- Article

┄┄┄┄┄┄

Clean and Efficient: DME-Diesel Blend for Automotive Applications

Dimethyl Ether (DME) is a colorless gas with a boiling point of -25°C. It is chemically stable and easily liquefied. DME requires about 75 pounds per square inch (psi) of pressure to be in liquid form. The interest in using DME as a fuel for diesel engines initially arose from a collaboration between Penn State and Air Products and Chemicals. They aimed to develop a campus shuttle bus that could run on DME. This project, supported by the Pennsylvania Department of Environmental Protection and the National Energy Technology Laboratory (agreement # DE-FG29-99FT40161), focused on blending DME with diesel fuel to ensure compatibility with existing diesel engine technology. Due to DME’s low viscosity (approximately 0.2 cSt at 40°C [1,2]), the blend ratio for the shuttle bus project is limited to 25 wt.% DME, a conclusion derived from another NETL-sponsored project.

The Government of India has recognized the DME-Diesel blend as an alternative fuel for compression-ignition engines in automotive applications to reduce pollution and emissions, resulting in soot-free exhaust. While DME is miscible in diesel fuel at any mixture fraction when held under pressures of 75 psi or above, the viscosity of the blends is below the ASTM diesel fuel standards. At 25 wt.% DME, the viscosity drops to approximately 1.39 cSt, which is the lower limit of the ASTM specification for diesel fuel viscosity. The DME blend serves as a cleaner substitute fuel for diesel vehicles, providing 25 to 35 percent better mileage and emitting less soot and carbon dioxide compared to similar diesel cars.

Diesel Emission Improvements through Oxygenated DME/Diesel Blend Fuels

Oxygenated DME has been proposed and tested as an additive to diesel fuel to reduce exhaust emissions. The addition of DME to diesel fuel leads to a decrease in the lower calorific value, aromatics fraction, and kinematic viscosity of the blended fuels. Simultaneously, the cetane number, C/H ratio, and oxygen content of the blends are enhanced, resulting in favorable effects on combustion and emissions when using blends with 10%, 20%, and 30% DME by mass. Performance and emission studies of diesel/DME blends are conducted in a direct injection (DI) engine, and the emission characteristics of four fuels are evaluated. At high loads, the blends significantly reduce smoke emissions with a minor impact on CO and HC emissions compared to diesel fuel. NOx and CO2 emissions are slightly decreased in the blends. At low loads, the blends have minimal effects on smoke reduction due to an overall leaner mixture. These results indicate the potential of diesel reformation for achieving clean combustion in diesel engines.

BRIEF BUSINESS AND FINANCING PLAN:

In addition to the technological aspects, a brief business and financing plan has been devised to support the implementation of this project. One key aspect of the plan involves converting the closed and stressed Gas Based Power Plants in India, which currently have no natural gas supplies, into Zero Emission Power Plants. These power plants would produce DME from their exhaust, utilizing non-peak power to produce hydrogen through the electrolysis of water. The CO2-rich flue gas from the power plants would serve as the feedstock for DME production, effectively converting CO2 into a high-value product. This process ensures that the main greenhouse gas, CO2, is not emitted but instead transformed into green DME fuel.

┄┄┄┄┄┄

- Dataset content
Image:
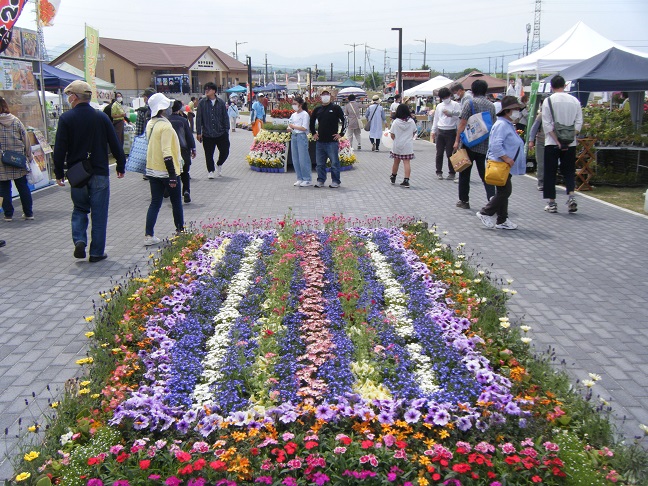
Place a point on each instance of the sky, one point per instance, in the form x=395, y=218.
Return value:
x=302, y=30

┄┄┄┄┄┄

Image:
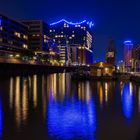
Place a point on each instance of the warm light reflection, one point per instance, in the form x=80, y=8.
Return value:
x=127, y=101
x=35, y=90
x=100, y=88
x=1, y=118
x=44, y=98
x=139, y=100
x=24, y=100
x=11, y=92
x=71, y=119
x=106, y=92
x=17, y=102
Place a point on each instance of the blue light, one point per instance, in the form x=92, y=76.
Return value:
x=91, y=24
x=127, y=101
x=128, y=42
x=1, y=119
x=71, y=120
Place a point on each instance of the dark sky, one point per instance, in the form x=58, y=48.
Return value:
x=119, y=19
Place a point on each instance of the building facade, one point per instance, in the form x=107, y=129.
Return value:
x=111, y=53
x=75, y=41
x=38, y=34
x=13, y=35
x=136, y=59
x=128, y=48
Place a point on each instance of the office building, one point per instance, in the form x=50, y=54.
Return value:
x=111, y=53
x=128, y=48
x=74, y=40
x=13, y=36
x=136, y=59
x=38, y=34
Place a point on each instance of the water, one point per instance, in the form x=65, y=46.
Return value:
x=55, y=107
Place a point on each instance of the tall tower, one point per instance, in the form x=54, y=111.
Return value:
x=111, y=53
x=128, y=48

┄┄┄┄┄┄

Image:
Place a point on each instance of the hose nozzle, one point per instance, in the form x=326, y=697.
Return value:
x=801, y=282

┄┄┄┄┄┄

- Written task 1
According to the article, how much pressure does DME need to be in liquid form?
- Written task 2
Please rewrite the part of the article that begins at the words "Dimethyl Ether (DME)" and ends after "another NETL-sponsored project.", with "shuttle bus" changed to "transit bus" wherever it occurs.

- Full response 1
About 75 pounds per square inch (psi).

- Full response 2
Dimethyl Ether (DME) is a colorless gas with a boiling point of -25°C. It is chemically stable and easily liquefied. DME requires about 75 pounds per square inch (psi) of pressure to be in liquid form. The interest in using DME as a fuel for diesel engines initially arose from a collaboration between Penn State and Air Products and Chemicals. They aimed to develop a campus transit bus that could run on DME. This project, supported by the Pennsylvania Department of Environmental Protection and the National Energy Technology Laboratory (agreement # DE-FG29-99FT40161), focused on blending DME with diesel fuel to ensure compatibility with existing diesel engine technology. Due to DME’s low viscosity (approximately 0.2 cSt at 40°C [1,2]), the blend ratio for the transit bus project is limited to 25 wt.% DME, a conclusion derived from another NETL-sponsored project.